▶ _Rows from a box-labeling dataset_:
______________________________
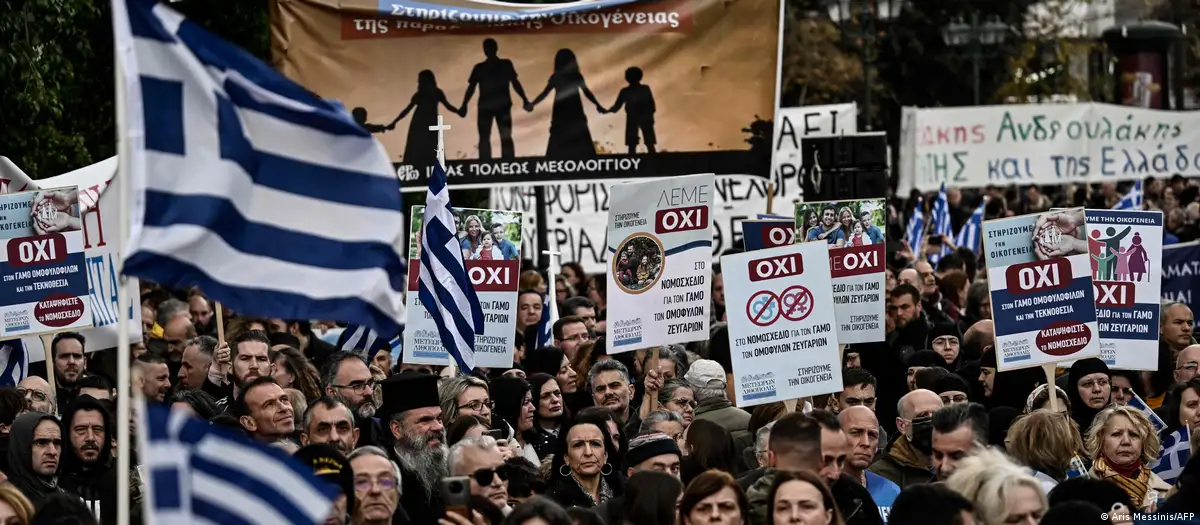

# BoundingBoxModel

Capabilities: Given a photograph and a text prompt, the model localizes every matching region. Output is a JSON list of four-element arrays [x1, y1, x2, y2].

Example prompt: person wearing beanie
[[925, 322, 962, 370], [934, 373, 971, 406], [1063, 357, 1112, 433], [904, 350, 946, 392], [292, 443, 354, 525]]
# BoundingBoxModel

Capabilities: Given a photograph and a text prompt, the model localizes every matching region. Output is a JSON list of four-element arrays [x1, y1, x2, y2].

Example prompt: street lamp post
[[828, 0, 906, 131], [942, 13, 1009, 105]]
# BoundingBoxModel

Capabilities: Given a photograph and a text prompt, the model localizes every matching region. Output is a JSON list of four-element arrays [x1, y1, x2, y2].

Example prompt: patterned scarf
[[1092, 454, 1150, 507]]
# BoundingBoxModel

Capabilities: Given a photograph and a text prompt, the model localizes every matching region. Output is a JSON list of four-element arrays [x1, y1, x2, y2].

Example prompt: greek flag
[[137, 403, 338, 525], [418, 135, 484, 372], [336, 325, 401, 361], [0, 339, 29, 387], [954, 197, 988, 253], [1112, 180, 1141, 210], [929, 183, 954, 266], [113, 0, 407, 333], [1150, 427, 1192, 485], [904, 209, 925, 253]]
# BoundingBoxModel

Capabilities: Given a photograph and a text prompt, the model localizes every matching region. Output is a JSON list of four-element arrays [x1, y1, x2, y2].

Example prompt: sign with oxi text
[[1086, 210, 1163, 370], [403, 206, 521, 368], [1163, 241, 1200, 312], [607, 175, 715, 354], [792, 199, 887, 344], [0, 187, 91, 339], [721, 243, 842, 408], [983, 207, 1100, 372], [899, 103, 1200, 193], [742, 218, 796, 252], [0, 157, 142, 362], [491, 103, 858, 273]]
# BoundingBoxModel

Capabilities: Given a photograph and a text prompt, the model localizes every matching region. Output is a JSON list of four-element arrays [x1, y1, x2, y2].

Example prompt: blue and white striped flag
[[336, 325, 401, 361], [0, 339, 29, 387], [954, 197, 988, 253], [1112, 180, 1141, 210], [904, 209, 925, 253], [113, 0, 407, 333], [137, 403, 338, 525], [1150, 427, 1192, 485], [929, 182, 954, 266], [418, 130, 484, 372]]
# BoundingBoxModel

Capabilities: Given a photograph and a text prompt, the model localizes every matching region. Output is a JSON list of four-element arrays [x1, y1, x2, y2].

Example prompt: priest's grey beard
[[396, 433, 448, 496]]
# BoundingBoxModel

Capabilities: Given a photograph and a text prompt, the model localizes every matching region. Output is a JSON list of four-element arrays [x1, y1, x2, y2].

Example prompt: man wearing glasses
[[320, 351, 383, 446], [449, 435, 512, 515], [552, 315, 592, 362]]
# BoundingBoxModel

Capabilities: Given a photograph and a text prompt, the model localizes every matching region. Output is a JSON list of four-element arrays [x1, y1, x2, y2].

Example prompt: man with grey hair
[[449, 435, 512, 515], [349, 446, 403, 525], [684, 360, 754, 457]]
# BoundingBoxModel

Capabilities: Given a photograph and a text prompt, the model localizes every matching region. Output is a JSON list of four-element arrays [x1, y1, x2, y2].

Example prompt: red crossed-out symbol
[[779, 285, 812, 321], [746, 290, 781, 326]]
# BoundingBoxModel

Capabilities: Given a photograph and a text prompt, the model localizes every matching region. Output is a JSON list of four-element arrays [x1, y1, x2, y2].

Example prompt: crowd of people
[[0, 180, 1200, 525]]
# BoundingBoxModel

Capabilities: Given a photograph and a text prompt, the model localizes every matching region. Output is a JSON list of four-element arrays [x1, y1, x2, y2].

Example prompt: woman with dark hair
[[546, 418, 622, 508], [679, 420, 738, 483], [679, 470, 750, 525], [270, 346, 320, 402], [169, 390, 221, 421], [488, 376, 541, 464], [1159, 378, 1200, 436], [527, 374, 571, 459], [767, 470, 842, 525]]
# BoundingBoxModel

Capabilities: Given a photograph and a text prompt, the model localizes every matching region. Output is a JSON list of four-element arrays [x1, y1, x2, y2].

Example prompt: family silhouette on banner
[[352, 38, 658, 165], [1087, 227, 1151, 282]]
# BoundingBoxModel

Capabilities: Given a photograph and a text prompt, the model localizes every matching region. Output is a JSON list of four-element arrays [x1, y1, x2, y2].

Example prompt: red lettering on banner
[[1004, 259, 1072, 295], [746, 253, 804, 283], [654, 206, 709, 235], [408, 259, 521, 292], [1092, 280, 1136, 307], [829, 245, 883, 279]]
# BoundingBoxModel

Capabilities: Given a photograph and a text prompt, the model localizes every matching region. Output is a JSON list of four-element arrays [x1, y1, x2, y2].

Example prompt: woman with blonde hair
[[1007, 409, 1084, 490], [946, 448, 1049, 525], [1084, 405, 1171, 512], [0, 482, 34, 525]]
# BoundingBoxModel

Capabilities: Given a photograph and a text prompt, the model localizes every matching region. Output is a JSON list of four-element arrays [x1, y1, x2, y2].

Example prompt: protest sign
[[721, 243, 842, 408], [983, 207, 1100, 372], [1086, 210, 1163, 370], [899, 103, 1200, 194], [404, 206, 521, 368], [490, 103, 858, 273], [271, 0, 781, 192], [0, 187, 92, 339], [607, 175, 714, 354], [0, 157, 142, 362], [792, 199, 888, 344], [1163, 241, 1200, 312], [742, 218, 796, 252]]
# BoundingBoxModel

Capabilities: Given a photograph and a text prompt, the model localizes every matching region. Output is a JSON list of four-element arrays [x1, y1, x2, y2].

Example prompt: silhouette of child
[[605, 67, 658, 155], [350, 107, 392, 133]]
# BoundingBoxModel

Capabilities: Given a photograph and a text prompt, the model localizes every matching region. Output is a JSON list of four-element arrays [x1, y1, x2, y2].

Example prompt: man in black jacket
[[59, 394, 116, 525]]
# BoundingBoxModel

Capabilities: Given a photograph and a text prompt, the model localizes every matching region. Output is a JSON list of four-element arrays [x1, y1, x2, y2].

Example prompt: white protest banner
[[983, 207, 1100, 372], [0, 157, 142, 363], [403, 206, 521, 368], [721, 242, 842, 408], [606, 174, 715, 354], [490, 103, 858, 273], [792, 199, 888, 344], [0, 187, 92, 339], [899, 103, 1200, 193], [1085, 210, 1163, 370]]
______________________________
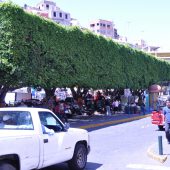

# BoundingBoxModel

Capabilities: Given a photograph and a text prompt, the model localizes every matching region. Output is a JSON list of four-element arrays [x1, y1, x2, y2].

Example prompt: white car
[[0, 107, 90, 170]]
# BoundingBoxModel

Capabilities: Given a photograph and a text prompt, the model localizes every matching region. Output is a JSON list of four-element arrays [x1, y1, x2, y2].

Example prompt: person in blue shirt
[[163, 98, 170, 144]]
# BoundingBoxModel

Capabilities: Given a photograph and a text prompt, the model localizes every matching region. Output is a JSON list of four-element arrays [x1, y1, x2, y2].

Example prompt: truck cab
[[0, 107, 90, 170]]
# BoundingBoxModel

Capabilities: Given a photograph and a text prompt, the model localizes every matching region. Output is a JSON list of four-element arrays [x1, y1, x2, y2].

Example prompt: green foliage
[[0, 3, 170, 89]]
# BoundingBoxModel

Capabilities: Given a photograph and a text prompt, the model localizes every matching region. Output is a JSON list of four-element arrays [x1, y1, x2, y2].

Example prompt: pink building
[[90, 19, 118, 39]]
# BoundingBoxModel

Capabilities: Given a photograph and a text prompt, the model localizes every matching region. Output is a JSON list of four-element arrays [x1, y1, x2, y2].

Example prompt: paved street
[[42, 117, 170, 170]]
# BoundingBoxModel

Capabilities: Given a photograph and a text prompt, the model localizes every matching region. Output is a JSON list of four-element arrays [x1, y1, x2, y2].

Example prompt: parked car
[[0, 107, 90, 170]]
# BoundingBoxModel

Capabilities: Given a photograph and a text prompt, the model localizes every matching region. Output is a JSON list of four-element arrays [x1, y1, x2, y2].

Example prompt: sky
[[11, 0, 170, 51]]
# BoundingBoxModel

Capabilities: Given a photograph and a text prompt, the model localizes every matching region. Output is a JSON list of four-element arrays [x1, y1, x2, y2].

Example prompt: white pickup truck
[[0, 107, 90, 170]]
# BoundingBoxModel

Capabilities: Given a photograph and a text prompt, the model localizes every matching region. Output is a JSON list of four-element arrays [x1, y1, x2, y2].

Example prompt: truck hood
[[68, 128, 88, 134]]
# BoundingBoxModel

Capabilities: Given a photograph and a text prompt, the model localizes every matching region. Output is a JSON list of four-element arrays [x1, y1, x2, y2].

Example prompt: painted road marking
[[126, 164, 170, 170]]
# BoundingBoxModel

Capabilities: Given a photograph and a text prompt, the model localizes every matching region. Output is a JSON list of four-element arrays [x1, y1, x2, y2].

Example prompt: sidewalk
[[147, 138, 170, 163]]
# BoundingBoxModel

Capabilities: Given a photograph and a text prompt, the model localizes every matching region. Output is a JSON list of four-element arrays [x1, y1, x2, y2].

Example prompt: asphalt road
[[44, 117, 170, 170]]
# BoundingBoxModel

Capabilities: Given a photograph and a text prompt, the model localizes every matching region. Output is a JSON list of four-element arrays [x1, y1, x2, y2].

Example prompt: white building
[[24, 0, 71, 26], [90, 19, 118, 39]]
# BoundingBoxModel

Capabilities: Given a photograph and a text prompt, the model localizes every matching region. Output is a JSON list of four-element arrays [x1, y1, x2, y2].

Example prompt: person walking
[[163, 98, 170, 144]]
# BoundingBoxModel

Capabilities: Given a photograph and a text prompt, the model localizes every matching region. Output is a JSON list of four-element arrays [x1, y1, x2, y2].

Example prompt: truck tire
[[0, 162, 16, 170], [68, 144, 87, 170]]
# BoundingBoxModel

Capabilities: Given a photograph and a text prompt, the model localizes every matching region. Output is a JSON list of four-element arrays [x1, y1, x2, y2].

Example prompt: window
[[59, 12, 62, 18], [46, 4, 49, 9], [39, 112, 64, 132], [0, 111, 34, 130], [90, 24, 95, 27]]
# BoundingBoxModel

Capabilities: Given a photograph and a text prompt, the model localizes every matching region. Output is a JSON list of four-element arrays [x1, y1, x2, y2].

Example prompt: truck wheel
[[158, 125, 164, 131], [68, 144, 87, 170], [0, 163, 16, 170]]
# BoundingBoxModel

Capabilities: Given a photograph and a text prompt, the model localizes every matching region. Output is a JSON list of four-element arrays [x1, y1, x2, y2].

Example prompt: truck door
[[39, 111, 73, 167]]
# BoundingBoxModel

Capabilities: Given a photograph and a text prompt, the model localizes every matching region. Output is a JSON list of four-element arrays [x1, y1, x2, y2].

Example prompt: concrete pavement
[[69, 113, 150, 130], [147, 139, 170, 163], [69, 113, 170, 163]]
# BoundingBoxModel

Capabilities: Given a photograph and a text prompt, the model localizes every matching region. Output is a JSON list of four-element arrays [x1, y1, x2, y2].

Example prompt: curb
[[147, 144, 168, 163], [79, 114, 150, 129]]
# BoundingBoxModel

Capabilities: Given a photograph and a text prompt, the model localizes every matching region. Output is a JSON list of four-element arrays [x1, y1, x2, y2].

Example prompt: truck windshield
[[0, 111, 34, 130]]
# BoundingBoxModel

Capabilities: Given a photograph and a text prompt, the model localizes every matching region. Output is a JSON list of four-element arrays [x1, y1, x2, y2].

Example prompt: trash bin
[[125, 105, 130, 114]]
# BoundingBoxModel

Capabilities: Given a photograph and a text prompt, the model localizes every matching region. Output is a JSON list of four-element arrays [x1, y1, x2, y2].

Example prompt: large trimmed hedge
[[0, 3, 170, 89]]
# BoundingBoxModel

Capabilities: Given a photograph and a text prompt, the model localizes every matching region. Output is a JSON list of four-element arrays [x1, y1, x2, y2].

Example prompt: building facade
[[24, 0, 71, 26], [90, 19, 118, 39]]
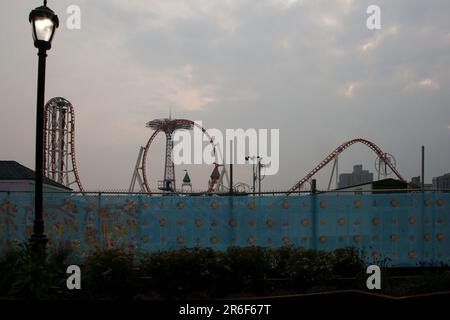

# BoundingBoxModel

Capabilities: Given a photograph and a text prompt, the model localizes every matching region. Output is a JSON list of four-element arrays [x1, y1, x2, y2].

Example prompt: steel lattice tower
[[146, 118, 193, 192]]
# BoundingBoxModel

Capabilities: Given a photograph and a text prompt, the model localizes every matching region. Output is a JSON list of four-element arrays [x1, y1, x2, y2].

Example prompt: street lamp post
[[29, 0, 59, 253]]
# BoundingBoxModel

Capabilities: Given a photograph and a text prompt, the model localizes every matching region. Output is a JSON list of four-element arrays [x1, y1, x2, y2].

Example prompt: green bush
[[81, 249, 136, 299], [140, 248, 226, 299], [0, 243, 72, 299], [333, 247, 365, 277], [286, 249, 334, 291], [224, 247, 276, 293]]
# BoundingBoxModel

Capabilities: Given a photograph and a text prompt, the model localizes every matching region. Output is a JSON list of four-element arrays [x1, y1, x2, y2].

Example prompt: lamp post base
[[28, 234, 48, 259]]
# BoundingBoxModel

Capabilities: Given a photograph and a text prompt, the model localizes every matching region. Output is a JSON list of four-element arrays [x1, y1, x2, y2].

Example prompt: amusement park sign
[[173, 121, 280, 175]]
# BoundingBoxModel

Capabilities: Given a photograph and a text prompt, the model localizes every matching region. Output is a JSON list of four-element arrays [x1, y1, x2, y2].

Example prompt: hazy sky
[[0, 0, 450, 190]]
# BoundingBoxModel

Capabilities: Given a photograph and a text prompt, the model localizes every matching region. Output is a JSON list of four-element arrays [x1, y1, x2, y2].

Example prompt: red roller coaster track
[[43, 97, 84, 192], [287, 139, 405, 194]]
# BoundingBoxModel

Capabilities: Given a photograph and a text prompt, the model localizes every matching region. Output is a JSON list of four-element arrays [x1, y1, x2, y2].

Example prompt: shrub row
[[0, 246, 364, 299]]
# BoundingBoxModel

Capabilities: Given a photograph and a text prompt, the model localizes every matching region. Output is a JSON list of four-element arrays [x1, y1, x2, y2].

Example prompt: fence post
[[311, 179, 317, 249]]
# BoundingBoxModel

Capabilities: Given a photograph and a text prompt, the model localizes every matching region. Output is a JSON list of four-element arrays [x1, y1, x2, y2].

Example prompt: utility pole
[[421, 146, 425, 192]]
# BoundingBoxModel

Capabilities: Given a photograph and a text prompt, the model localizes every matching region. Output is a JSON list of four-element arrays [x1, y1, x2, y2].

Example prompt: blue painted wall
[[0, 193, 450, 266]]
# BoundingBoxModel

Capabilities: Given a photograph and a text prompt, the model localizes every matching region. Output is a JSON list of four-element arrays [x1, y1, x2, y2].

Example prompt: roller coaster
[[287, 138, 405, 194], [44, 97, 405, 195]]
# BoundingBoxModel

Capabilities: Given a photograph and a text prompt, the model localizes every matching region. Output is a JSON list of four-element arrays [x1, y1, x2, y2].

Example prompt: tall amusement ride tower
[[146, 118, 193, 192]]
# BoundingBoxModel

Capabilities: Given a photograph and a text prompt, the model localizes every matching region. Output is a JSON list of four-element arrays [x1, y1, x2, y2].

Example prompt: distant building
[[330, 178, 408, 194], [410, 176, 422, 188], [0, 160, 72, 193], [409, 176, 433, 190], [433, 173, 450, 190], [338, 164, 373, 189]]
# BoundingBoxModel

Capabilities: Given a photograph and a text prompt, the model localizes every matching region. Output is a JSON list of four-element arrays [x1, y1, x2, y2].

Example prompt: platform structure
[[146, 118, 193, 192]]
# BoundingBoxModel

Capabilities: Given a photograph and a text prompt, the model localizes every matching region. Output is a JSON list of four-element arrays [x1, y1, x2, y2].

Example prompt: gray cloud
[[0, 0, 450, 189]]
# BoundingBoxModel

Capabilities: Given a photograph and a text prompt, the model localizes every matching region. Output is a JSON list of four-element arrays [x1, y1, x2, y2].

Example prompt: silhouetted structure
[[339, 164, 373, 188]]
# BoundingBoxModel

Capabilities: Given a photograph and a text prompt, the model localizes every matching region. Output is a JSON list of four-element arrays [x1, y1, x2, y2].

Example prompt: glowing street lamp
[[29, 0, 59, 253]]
______________________________
Return every line of the rows that contains the word "with".

▶ _Reply_:
Example prompt: sign with oxi text
Example prompt: man with grey hair
Example prompt: woman with dark hair
Example prompt: woman with blonde hair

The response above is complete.